• SOURCE EXTRACT:
* start *
From vision to right of way acquisition, what’s happening with the City of Huntsville’s infrastructure development? In this multi-part series, we hear from those who lead the effort. We’ll explore the roadwork questions – from Big Picture to granular – on the minds of Huntsville citizens. Have we missed something you want to know? E-mail us communications@huntsvilleal.gov .
To Dennis Madsen, the City of Huntsville’s Manager of Urban and Long Range Planning, roads represent prosperity, and a well-designed network of roads is just as critical today.
“At the end of the day, anywhere a road goes is somewhere where you can conduct a transaction and support business,” Madsen said. “It’s not happenstance that wherever you build an interchange, businesses pop up around it.”
It’s not all about business, though.
Huntsville’s Mayor Tommy Battle recalls a conversation shortly after the South Memorial Parkway overpasses were completed in 2018. He spoke with a Huntsville commuter, one of the 100,000 plus who drive into Huntsville daily for work.
“This gentleman told me that thanks to the new overpass at Lilly Flag and Byrd Spring, he saves 30 minutes each day on his commute,” Mayor Battle said. “That’s 2.5 hours per week. I’d suggest that time is just as much a part of your quality of life as anything else we can do.”
RESTORE OUR ROADS
Huntsville, projected to be the largest City in the State of Alabama in the next ten years, has been pulsing with population growth and industry, securing the nation’s most coveted job-creating projects like the Mazda-Toyota Manufacturing Plant, Polaris, and GE Aviation just to name a few.
* end *
• GOALS:
a – Can you copy out the records below word for word, every line included?
b – Would you pick up the piece on Huntsville's roads above after its last sentence and keep writing it?

• INFORMATION SUPPLIED:
* start *
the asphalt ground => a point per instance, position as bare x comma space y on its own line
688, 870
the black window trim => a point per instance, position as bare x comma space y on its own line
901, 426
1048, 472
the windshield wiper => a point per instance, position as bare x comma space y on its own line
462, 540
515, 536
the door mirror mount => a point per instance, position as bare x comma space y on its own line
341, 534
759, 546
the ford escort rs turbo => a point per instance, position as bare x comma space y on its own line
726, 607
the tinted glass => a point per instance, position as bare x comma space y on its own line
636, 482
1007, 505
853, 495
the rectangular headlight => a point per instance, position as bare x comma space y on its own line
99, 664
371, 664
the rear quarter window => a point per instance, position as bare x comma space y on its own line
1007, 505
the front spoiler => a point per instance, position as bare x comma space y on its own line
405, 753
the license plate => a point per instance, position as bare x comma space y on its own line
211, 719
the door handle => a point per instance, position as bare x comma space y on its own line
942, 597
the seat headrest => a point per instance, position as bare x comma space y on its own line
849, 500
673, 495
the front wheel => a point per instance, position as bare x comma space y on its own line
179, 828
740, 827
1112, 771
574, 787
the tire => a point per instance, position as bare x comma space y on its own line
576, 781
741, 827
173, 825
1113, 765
* end *
• RESPONSES BY TASK:
a –
the asphalt ground => a point per instance, position as bare x comma space y on its own line
688, 870
the black window trim => a point per instance, position as bare x comma space y on its own line
901, 426
1048, 472
the windshield wiper => a point per instance, position as bare x comma space y on its own line
462, 540
515, 536
the door mirror mount => a point per instance, position as bare x comma space y on its own line
341, 534
759, 546
the ford escort rs turbo => a point per instance, position as bare x comma space y on its own line
726, 607
the tinted glass => a point per instance, position as bare x comma space y on its own line
636, 482
1007, 505
853, 495
the rectangular headlight => a point per instance, position as bare x comma space y on its own line
99, 664
371, 664
the rear quarter window => a point per instance, position as bare x comma space y on its own line
1007, 505
the front spoiler => a point per instance, position as bare x comma space y on its own line
405, 753
the license plate => a point per instance, position as bare x comma space y on its own line
211, 719
the door handle => a point per instance, position as bare x comma space y on its own line
942, 597
the seat headrest => a point per instance, position as bare x comma space y on its own line
849, 500
673, 495
the front wheel => a point per instance, position as bare x comma space y on its own line
179, 828
740, 827
1112, 771
574, 787
the tire => a point per instance, position as bare x comma space y on its own line
576, 781
741, 827
173, 825
1113, 765

b –
To prepare Huntsville for continued success, Huntsville’s leaders continue to look toward innovative infrastructure approaches to keep ahead of this economic growth.
Restore our Roads , Mayor Battle’s $250 million cost-sharing initiative established in 2014 between the City of Huntsville and the State of Alabama, aimed to do just that – speed up and fund critical road projects in North Alabama.
Nine priority road projects – from the upcoming Northern Bypass extension to the now completed South Memorial Parkway Overpasses – were identified by the City and State as the first regional road priorities to benefit from the one of its kind collaboration to improve roadway infrastructure.
The effort has succeeded in its goal to raise necessary funds, and now produces around $25 million per year for critical infrastructure projects. Much of the roadwork on those nine major Restore our Roads projects are now in full swing.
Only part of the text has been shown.